[Opening Records for the exercise section]

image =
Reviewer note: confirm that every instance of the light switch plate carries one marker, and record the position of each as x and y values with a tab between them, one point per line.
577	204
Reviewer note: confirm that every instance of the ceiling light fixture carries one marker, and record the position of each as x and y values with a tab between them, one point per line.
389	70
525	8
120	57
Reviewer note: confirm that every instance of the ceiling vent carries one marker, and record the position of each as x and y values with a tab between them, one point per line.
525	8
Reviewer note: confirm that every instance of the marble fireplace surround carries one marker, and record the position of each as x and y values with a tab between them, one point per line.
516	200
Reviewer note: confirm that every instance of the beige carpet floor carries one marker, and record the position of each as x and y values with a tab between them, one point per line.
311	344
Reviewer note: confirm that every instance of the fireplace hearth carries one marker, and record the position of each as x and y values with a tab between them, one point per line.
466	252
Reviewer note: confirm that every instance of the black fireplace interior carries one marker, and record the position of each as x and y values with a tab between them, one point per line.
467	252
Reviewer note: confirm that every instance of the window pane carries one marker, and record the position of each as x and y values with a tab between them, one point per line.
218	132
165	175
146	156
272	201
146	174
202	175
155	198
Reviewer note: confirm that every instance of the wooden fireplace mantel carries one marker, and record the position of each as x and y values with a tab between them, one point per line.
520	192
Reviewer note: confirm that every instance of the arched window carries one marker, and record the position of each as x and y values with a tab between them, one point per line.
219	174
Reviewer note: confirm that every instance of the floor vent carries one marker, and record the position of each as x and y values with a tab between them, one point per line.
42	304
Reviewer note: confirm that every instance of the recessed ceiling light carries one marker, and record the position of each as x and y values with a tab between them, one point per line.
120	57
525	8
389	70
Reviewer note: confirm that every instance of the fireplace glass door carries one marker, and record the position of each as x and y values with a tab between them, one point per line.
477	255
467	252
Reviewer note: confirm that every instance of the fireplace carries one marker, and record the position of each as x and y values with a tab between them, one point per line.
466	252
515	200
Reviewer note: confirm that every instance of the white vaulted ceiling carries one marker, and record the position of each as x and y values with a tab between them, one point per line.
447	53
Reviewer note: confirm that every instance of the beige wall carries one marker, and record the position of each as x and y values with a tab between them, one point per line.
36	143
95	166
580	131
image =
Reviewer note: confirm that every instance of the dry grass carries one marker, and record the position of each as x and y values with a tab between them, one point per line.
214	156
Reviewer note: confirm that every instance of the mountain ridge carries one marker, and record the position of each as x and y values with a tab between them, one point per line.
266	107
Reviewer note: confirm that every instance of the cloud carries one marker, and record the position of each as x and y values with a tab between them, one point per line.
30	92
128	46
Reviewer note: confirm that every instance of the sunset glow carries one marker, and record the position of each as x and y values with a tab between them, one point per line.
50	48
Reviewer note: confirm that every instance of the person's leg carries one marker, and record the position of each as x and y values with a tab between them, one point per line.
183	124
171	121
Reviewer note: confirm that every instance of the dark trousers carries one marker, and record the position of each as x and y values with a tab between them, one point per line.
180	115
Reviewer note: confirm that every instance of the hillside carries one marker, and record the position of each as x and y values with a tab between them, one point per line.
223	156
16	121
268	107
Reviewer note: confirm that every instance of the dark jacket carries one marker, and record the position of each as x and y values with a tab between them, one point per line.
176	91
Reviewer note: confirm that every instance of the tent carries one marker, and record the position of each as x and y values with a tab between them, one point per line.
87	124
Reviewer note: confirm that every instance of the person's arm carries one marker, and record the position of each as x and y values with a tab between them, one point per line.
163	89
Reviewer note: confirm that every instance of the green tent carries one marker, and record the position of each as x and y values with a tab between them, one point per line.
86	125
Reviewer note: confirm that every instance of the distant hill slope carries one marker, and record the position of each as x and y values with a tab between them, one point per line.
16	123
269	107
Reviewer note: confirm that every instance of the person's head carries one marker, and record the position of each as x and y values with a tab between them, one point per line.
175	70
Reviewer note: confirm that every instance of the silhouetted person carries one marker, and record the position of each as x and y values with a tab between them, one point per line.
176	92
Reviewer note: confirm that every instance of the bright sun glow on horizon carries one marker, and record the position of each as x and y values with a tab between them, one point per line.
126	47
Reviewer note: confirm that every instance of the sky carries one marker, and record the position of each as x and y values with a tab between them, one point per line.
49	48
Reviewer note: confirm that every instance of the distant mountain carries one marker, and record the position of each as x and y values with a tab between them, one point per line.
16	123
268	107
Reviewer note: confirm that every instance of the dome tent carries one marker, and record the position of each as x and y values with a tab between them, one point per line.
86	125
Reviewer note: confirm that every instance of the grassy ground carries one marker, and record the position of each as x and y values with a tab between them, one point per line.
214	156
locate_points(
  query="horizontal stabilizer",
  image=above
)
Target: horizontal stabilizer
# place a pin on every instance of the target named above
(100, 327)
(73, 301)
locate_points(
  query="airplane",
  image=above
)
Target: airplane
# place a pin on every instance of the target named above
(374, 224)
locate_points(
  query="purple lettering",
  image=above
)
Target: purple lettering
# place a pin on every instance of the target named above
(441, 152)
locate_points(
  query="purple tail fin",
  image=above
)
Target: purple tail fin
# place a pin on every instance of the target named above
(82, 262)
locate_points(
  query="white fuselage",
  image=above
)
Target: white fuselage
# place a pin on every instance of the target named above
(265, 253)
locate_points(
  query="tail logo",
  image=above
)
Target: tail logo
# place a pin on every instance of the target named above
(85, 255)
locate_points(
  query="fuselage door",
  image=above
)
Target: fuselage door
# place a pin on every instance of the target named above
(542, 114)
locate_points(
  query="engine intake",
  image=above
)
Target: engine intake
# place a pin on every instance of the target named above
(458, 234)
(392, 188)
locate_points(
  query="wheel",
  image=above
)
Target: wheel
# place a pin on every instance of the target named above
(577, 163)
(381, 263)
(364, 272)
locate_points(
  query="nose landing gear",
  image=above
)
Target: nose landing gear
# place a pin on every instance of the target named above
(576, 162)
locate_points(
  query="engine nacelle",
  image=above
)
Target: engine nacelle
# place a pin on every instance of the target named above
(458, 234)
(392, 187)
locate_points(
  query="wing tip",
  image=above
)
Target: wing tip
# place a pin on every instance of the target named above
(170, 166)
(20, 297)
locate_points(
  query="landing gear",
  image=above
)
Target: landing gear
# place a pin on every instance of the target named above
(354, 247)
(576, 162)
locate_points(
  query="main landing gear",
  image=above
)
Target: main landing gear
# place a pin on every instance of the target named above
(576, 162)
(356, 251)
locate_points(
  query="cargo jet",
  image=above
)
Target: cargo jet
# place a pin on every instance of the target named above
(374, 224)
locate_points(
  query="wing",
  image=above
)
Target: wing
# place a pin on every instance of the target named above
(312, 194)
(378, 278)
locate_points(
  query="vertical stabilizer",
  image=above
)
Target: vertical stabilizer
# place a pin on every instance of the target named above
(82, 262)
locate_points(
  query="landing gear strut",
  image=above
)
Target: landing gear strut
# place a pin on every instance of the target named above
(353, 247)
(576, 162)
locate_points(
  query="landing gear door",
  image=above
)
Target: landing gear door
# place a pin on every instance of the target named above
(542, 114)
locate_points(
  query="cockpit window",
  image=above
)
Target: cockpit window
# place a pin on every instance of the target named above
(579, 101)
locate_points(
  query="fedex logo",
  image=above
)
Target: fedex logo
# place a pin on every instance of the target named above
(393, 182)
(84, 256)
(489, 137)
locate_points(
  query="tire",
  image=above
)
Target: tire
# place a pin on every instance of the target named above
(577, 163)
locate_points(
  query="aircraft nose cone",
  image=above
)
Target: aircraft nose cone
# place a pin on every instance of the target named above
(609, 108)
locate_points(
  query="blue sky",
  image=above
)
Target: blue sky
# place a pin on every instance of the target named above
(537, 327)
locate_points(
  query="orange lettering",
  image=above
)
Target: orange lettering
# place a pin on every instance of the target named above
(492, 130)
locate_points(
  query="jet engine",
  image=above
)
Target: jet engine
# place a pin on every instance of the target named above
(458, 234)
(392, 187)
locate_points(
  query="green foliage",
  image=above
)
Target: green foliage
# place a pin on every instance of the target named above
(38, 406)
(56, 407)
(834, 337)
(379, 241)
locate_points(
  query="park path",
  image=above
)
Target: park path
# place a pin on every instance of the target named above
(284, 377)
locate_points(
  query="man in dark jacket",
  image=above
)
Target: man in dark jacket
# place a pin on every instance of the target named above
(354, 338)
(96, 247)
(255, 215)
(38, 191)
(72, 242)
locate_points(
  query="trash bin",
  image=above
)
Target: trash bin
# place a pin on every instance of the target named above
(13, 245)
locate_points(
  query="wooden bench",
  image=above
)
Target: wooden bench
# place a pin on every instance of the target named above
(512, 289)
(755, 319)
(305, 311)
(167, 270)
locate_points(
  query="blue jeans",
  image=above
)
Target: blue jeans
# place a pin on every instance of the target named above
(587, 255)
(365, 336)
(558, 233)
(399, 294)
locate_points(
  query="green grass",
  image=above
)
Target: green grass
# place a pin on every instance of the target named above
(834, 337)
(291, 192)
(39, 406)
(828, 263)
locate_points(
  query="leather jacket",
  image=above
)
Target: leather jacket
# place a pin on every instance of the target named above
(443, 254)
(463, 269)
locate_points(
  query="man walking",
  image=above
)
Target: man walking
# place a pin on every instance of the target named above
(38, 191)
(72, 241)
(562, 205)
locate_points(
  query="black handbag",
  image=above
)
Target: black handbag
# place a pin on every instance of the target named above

[Closing Records for the exercise section]

Problem statement: Whenever a line of the data includes "intake", copy that line.

Response area:
  query="engine intake",
Target: engine intake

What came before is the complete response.